*Goals*.
- a) Translate this sentence from the piece on Fabio Capello's introduction as England manager into Spanish: "Instead, when he was officially introduced as England manager yesterday, what Capello seemed to be promising was indeed a revolution."
- b) According to the piece on Fabio Capello's introduction as England manager, how long ago did Aulus Plautius lead the Roman invasion?

*Selected passage*.
Learn to speak English in a month, change the culture of the nation's best footballers, stay onside with Sir Alex Ferguson, win the 2010 World Cup. In those terms Fabio Capello must be the most ambitious Italian on English soil since Aulus Plautius led the Roman invasion 1,964 years ago. He got away with conquering Kent and Essex; for Capello only the world will be enough.

Benvenuto Fabio, the Football Association's latest man who thinks he can. If it is possible to get a small measure of the man in the less-than-intimate surrounds of a hotel ballroom with 200 of the world's media in attendance then some basic conclusions can be drawn about the new England manager. Capello is not one for flippancies, he likes to do the talking but his English language skills are a long way off the level required to talk politics with Arsne Wenger or fine wines with Ferguson.

Probably a good thing in the circumstances because it meant we were spared a repeat of anything like Steve McClaren's great opening line borrowed from Alan Partridge of "Evolution not revolution". Instead, when he was officially introduced as England manager yesterday, what Capello seemed to be promising was indeed a revolution. A revolution in which reputations were of no importance and the desolate landscape of English football is viewed through a fresh pair of eyes a pair of eyes framed by a very smart pair of designer spectacles.

*Excerpted records*.
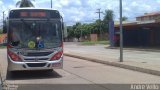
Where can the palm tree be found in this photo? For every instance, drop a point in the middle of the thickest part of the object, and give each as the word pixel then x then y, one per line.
pixel 25 3
pixel 108 15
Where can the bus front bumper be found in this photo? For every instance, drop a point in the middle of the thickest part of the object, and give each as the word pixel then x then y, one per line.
pixel 39 65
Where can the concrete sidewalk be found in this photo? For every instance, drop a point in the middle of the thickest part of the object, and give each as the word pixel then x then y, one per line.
pixel 143 61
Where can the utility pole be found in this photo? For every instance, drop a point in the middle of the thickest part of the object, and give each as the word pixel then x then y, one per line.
pixel 121 33
pixel 51 3
pixel 99 13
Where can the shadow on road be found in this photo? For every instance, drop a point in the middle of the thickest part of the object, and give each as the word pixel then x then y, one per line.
pixel 23 75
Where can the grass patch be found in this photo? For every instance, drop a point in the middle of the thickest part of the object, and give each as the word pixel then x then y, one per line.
pixel 94 43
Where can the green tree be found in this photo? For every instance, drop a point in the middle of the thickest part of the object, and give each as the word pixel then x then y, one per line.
pixel 77 30
pixel 24 3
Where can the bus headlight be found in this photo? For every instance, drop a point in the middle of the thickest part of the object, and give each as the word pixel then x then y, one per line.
pixel 14 56
pixel 57 56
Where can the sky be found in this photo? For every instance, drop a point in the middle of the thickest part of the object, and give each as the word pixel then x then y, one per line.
pixel 85 10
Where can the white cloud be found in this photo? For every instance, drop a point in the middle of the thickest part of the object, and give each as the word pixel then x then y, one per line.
pixel 84 10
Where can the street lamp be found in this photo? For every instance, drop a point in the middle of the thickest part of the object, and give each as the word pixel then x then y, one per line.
pixel 51 3
pixel 121 33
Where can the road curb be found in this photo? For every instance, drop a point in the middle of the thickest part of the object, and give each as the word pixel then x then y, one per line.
pixel 116 64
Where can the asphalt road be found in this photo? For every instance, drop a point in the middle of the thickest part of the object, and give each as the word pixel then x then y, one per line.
pixel 77 75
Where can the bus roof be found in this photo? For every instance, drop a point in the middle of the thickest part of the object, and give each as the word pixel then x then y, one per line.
pixel 31 9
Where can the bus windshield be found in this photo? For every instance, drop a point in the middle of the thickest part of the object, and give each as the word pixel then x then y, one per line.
pixel 35 34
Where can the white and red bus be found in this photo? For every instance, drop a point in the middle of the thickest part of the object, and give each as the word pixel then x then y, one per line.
pixel 34 39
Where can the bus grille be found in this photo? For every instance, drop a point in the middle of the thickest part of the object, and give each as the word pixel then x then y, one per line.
pixel 38 53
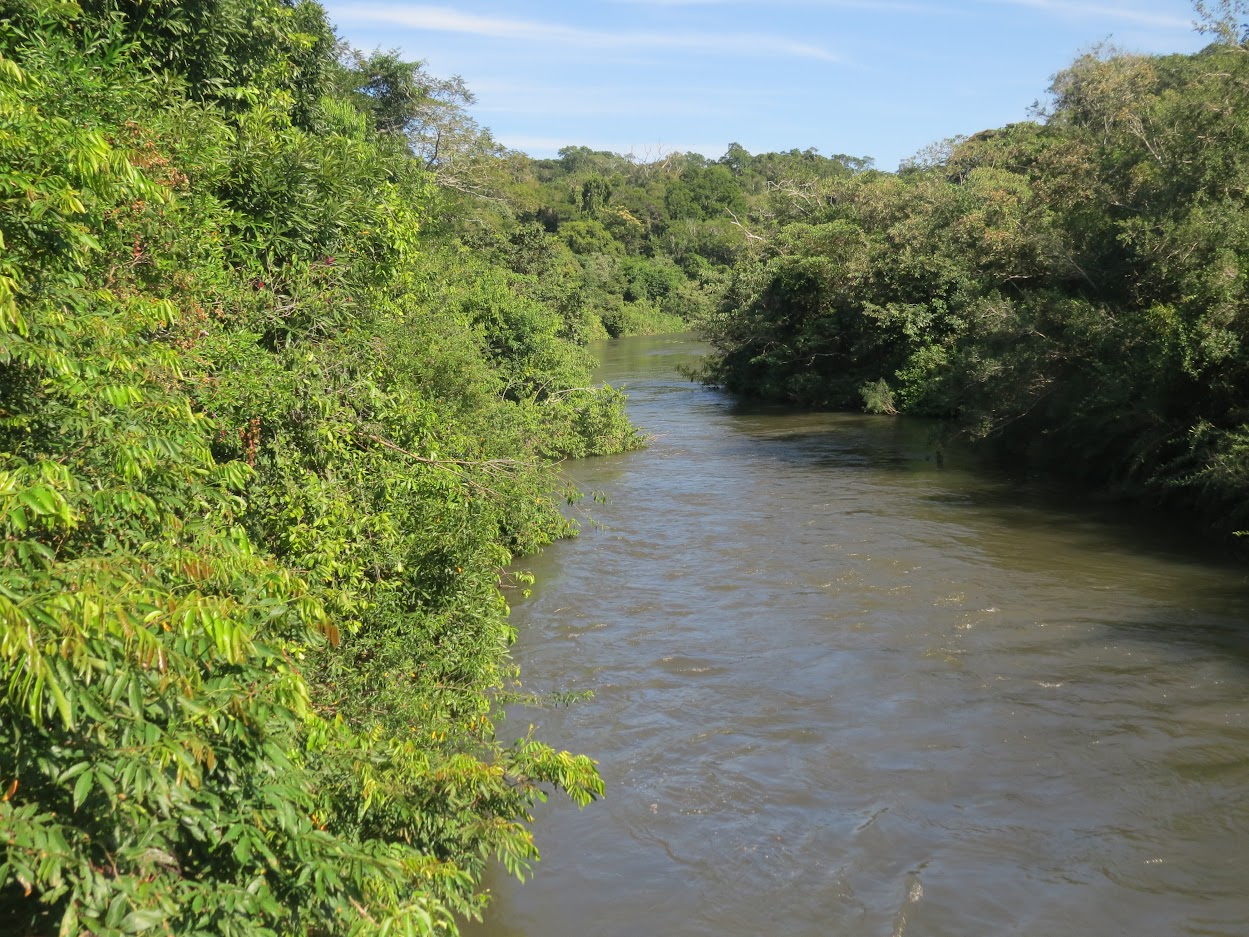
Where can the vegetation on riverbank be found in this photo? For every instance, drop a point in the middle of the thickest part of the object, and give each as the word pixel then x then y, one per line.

*Expected results*.
- a) En cambio, cuando fue presentado oficialmente ayer como seleccionador de Inglaterra, lo que Capello parecía prometer era, en efecto, una revolución.

- b) 1,964 years ago.